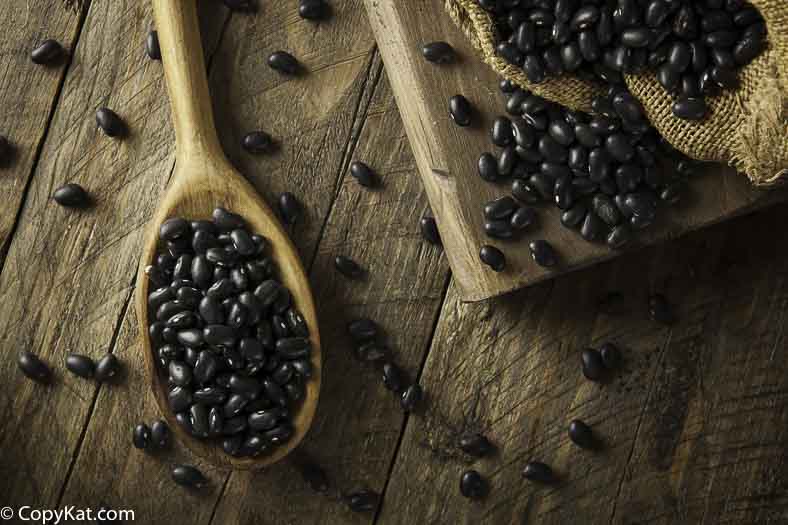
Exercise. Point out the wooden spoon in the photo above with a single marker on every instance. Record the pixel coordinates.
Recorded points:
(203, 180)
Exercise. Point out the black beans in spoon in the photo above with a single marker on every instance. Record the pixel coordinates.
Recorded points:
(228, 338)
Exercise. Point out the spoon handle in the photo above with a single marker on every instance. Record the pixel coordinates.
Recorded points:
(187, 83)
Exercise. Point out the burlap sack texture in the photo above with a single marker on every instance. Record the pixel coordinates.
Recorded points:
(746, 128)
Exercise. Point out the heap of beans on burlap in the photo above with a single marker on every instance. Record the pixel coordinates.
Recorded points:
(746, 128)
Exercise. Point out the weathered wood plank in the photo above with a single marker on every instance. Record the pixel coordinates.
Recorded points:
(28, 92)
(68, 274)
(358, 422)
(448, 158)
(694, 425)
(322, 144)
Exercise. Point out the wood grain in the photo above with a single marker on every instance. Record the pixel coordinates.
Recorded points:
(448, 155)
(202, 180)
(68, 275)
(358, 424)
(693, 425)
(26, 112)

• • • • •

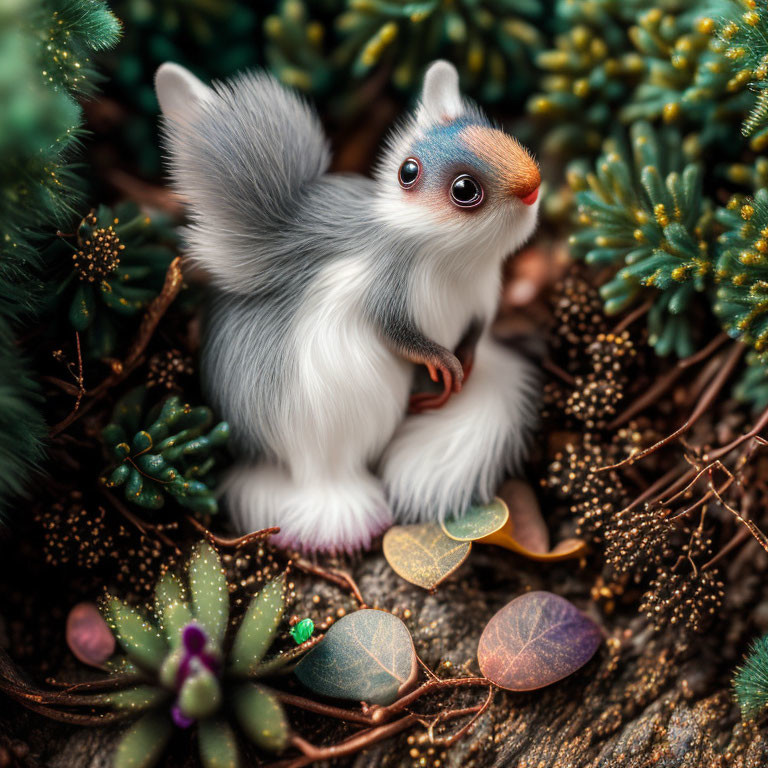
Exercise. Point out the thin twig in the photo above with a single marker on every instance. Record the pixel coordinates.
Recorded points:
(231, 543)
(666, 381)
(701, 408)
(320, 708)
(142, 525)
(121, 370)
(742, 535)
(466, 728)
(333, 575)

• • • • •

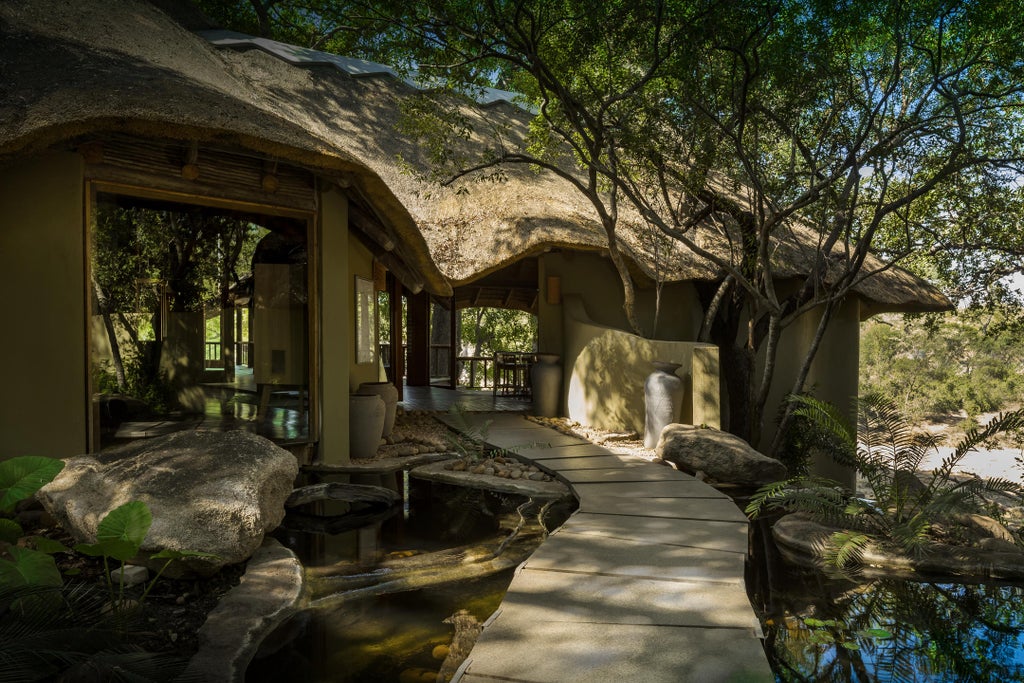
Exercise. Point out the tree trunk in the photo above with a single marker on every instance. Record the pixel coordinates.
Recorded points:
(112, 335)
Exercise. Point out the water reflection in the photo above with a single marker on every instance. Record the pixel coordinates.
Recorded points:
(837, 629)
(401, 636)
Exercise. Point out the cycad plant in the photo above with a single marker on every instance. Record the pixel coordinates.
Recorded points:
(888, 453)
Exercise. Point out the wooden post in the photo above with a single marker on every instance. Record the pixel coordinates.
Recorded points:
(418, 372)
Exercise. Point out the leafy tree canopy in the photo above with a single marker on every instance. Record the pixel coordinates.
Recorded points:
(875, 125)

• • • • •

• **Task prompt**
Show every line above in which the word "beans" occurs.

• **Solution to this task**
Exercise. Point out the black beans in spoon in the photo above with a single marker on every instance. Record the pixel coordinates.
Exercise. Point out the heap of beans on burlap in the photo above with a single marker on every instance. Record the pixel coordinates.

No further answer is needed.